+++ RECORDS FOR THE TASK

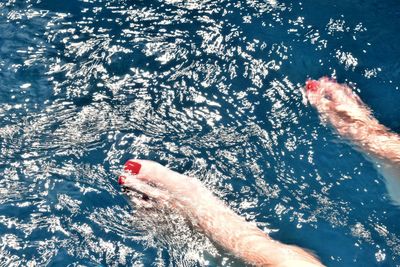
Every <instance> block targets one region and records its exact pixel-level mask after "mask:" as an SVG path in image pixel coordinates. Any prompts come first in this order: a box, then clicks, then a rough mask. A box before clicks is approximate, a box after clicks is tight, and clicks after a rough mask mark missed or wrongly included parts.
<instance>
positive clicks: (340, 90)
mask: <svg viewBox="0 0 400 267" xmlns="http://www.w3.org/2000/svg"><path fill="white" fill-rule="evenodd" d="M306 96H307V99H308V101H309V102H310V104H311V105H312V106H314V107H315V108H316V109H317V110H318V112H319V114H320V115H321V117H322V119H323V120H324V121H327V122H329V123H330V124H331V125H332V126H333V127H334V128H335V130H336V131H337V132H338V133H339V135H341V136H342V137H345V138H347V139H349V140H350V141H353V143H354V144H355V145H357V146H358V147H359V148H360V149H361V150H362V152H364V153H365V154H366V155H367V156H368V159H369V160H371V161H372V162H373V163H374V164H375V166H376V168H377V169H378V171H379V172H381V173H382V175H383V176H384V177H385V178H386V187H387V190H388V192H389V195H390V197H391V199H392V200H393V201H394V202H395V204H397V205H400V137H399V135H398V134H396V133H393V132H391V131H390V130H389V129H388V128H386V127H385V126H384V125H382V124H380V123H379V122H378V121H377V120H376V119H375V118H374V117H373V115H372V113H371V111H370V110H369V108H368V107H367V106H366V105H365V104H364V103H363V102H362V101H361V99H360V98H359V97H358V96H357V95H356V94H355V93H354V92H353V91H352V90H351V89H350V88H349V87H348V86H347V85H344V84H338V83H337V82H335V81H333V80H331V79H328V78H321V79H319V80H318V81H316V80H309V81H307V82H306Z"/></svg>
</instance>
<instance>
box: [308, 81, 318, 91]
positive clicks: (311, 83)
mask: <svg viewBox="0 0 400 267" xmlns="http://www.w3.org/2000/svg"><path fill="white" fill-rule="evenodd" d="M317 88H318V81H316V80H308V81H306V89H307V91H316V90H317Z"/></svg>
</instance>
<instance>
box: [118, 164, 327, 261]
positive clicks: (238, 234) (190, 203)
mask: <svg viewBox="0 0 400 267" xmlns="http://www.w3.org/2000/svg"><path fill="white" fill-rule="evenodd" d="M125 172H127V173H128V174H127V175H126V176H125V178H122V179H120V184H122V185H124V186H127V187H129V188H133V189H135V190H137V191H141V192H142V193H144V194H146V195H148V196H149V198H155V199H157V198H158V197H159V196H161V198H162V201H164V200H166V199H167V201H168V202H169V203H172V206H174V207H177V208H178V210H179V211H180V212H181V213H183V214H184V215H185V216H186V217H187V218H188V219H189V220H190V221H191V222H192V223H193V225H195V226H197V227H198V228H200V229H201V230H202V231H204V232H205V233H206V234H207V235H208V236H209V237H210V238H211V239H212V240H214V241H215V242H217V243H218V244H220V245H221V246H222V247H224V248H225V249H226V250H228V251H229V252H232V253H233V254H234V255H236V256H237V257H239V258H241V259H243V260H244V261H246V262H248V263H250V264H253V265H257V266H266V265H274V266H322V265H321V263H320V262H319V261H318V260H317V259H316V258H315V257H314V256H313V255H312V254H310V253H308V252H306V251H305V250H303V249H301V248H299V247H296V246H289V245H285V244H282V243H279V242H278V241H275V240H272V239H271V238H270V237H268V236H267V235H266V234H264V233H263V232H262V231H261V230H260V229H258V228H257V227H256V226H255V225H253V224H251V223H249V222H246V221H245V220H244V219H243V218H242V217H240V216H239V215H237V214H236V213H234V212H233V211H232V210H231V209H229V208H228V207H227V206H226V205H225V204H224V203H223V202H222V201H221V200H219V199H218V198H216V197H215V196H214V195H213V194H212V193H211V192H210V191H209V190H207V189H206V188H205V187H204V186H203V185H202V184H201V183H200V182H199V181H198V180H196V179H194V178H190V177H187V176H184V175H182V174H179V173H176V172H174V171H172V170H169V169H168V168H166V167H164V166H162V165H160V164H158V163H155V162H151V161H145V160H131V161H128V162H127V164H126V165H125ZM129 173H130V174H129ZM138 181H140V182H139V183H137V182H138ZM142 183H145V184H147V186H143V184H142ZM137 185H139V186H137ZM155 190H156V191H155ZM157 190H158V191H157ZM159 191H160V192H162V194H159ZM166 196H167V197H166Z"/></svg>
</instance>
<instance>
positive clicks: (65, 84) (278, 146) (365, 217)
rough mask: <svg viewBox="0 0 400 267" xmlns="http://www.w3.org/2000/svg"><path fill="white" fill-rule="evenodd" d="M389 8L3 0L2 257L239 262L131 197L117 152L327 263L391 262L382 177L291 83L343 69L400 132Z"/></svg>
mask: <svg viewBox="0 0 400 267" xmlns="http://www.w3.org/2000/svg"><path fill="white" fill-rule="evenodd" d="M399 25H400V4H399V2H398V1H395V0H391V1H374V0H364V1H356V0H353V1H303V2H301V3H299V2H297V1H293V2H290V1H279V0H264V1H258V0H253V1H250V0H249V1H213V0H208V1H207V0H190V1H183V0H165V1H144V0H143V1H135V0H130V1H128V0H126V1H124V0H119V1H117V0H115V1H111V0H110V1H104V0H103V1H102V0H98V1H96V0H85V1H78V0H70V1H50V0H32V1H29V0H27V1H22V0H14V1H13V0H8V1H7V0H3V1H2V2H1V3H0V149H1V150H0V151H1V153H0V204H1V205H0V266H108V265H111V266H118V265H128V266H132V265H134V266H170V265H172V266H205V265H209V266H221V265H225V266H240V265H242V263H240V262H239V261H237V260H235V259H234V258H233V257H232V256H230V255H229V254H227V253H226V252H224V251H223V250H221V249H220V248H218V247H215V245H214V244H213V243H212V242H210V241H209V240H208V239H207V238H206V237H204V235H203V234H201V233H197V232H196V231H194V230H193V229H192V228H191V226H190V225H189V224H188V223H187V222H185V221H184V220H182V219H181V218H179V217H177V216H175V215H171V214H168V213H165V214H161V215H160V214H158V215H154V214H142V213H140V212H139V211H137V210H136V208H135V207H134V206H132V205H131V204H130V202H129V199H128V198H127V197H125V195H124V194H123V193H121V190H120V188H119V186H118V184H117V182H116V177H117V175H118V174H119V172H120V170H121V166H122V165H123V164H124V162H125V161H126V160H127V159H129V158H146V159H152V160H156V161H159V162H161V163H163V164H166V165H168V166H169V167H170V168H172V169H174V170H177V171H179V172H183V173H186V174H188V175H194V176H196V177H198V179H200V180H202V181H203V182H204V183H205V184H206V185H207V186H208V187H209V188H210V189H211V190H213V191H214V192H215V193H216V194H217V195H218V196H219V197H220V198H221V199H223V200H224V201H225V202H226V203H228V204H229V205H230V206H231V207H232V208H233V209H234V210H236V211H237V212H238V213H239V214H241V215H243V216H245V217H246V218H247V219H248V220H251V221H254V222H257V223H258V225H259V227H260V228H262V229H264V230H265V231H267V232H270V234H271V236H272V237H273V238H276V239H278V240H281V241H283V242H286V243H290V244H296V245H298V246H301V247H305V248H307V249H310V250H313V251H315V253H316V254H317V255H318V256H319V257H320V258H321V260H322V262H323V263H324V264H326V265H328V266H398V265H399V263H400V225H399V216H400V209H399V208H396V207H395V206H394V205H393V204H392V203H391V201H390V198H389V197H388V195H387V191H386V188H385V184H384V180H383V178H382V177H381V176H380V175H379V174H378V173H377V171H376V170H375V169H374V168H373V165H372V164H371V163H369V162H368V161H366V160H365V159H364V157H363V156H362V155H361V154H360V153H359V152H357V151H356V150H354V148H353V147H351V146H350V145H349V144H347V143H346V142H344V141H343V140H341V139H340V138H339V137H338V136H337V135H336V134H335V133H333V132H332V130H331V129H330V128H329V127H328V126H325V125H322V124H321V122H320V120H319V118H318V114H317V113H316V112H315V111H314V110H313V109H312V108H311V107H310V106H307V105H305V104H304V103H303V102H302V94H301V91H300V88H301V86H302V85H303V84H304V81H305V80H306V79H307V78H308V77H311V78H319V77H320V76H324V75H328V76H333V77H336V78H337V79H338V81H339V82H347V83H352V84H353V87H354V90H356V91H357V92H358V93H359V95H360V96H361V98H362V99H363V100H364V101H365V102H366V103H367V104H368V105H369V106H370V107H371V108H372V109H373V111H374V114H375V116H376V117H377V118H378V119H379V120H380V121H381V122H382V123H384V124H385V125H386V126H388V127H390V128H391V129H392V130H393V131H396V132H400V119H399V118H400V106H399V105H398V103H400V90H399V86H400V75H399V74H400V63H399V58H400V49H398V47H399V46H400V35H399V34H398V30H399ZM146 215H147V216H146ZM153 219H154V220H153ZM156 219H158V221H157V220H156ZM160 221H161V222H160Z"/></svg>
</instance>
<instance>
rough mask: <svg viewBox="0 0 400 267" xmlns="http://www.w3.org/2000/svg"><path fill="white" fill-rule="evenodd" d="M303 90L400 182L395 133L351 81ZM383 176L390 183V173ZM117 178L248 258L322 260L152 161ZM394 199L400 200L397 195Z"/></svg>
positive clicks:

++++++

● **PROBLEM DESCRIPTION**
Print only what lies in the material above starting at the line with "box: [308, 81, 318, 91]" and ending at the line with "positive clicks: (65, 84)", every line exactly as given.

● **SOLUTION**
box: [308, 81, 318, 91]
positive clicks: (311, 83)
mask: <svg viewBox="0 0 400 267" xmlns="http://www.w3.org/2000/svg"><path fill="white" fill-rule="evenodd" d="M317 88H318V81H316V80H308V81H306V89H307V91H316V90H317Z"/></svg>
</instance>
<instance>
box: [118, 164, 327, 261]
positive clicks: (238, 234) (190, 203)
mask: <svg viewBox="0 0 400 267" xmlns="http://www.w3.org/2000/svg"><path fill="white" fill-rule="evenodd" d="M125 172H127V173H128V174H127V175H126V176H125V178H122V179H120V184H122V185H124V186H127V187H129V188H133V189H135V190H137V191H141V192H142V193H144V194H146V195H148V196H149V198H155V199H157V198H158V197H159V196H161V198H162V201H164V200H166V199H167V201H168V202H169V203H172V206H174V207H177V208H178V210H179V211H180V212H181V213H183V214H184V215H185V216H186V217H187V218H188V219H189V220H190V221H191V222H192V223H193V225H195V226H197V227H198V228H200V229H201V230H202V231H204V232H205V233H206V234H207V235H208V236H209V237H210V238H211V239H212V240H214V241H215V242H217V243H218V244H220V245H221V246H222V247H224V248H225V249H226V250H228V251H229V252H232V253H233V254H234V255H236V256H237V257H239V258H241V259H243V260H244V261H246V262H248V263H250V264H253V265H257V266H266V265H274V266H322V265H321V263H320V262H319V261H318V260H317V259H316V258H315V257H314V256H313V255H312V254H310V253H308V252H306V251H305V250H303V249H301V248H299V247H296V246H289V245H285V244H282V243H279V242H278V241H275V240H272V239H271V238H270V237H268V236H267V235H266V234H264V233H263V232H262V231H261V230H260V229H258V228H257V227H256V226H255V225H253V224H251V223H249V222H246V221H245V220H244V219H243V218H242V217H240V216H239V215H237V214H236V213H234V212H233V211H232V210H231V209H229V208H228V207H227V206H226V205H225V204H224V203H223V202H222V201H221V200H219V199H218V198H216V197H215V196H214V195H213V194H212V193H211V192H210V191H209V190H207V189H206V188H205V187H204V186H203V185H202V184H201V183H200V182H199V181H198V180H196V179H194V178H190V177H187V176H184V175H182V174H179V173H176V172H174V171H172V170H169V169H168V168H166V167H164V166H162V165H160V164H158V163H155V162H151V161H145V160H131V161H128V162H127V164H126V165H125ZM129 173H130V174H129ZM138 181H140V182H139V183H137V182H138ZM142 183H145V184H147V186H143V184H142ZM137 185H139V186H137ZM155 190H156V191H155ZM157 190H158V191H157ZM159 191H160V192H162V194H159ZM166 196H167V197H166Z"/></svg>
</instance>
<instance>
positive clicks: (65, 84) (278, 146) (365, 217)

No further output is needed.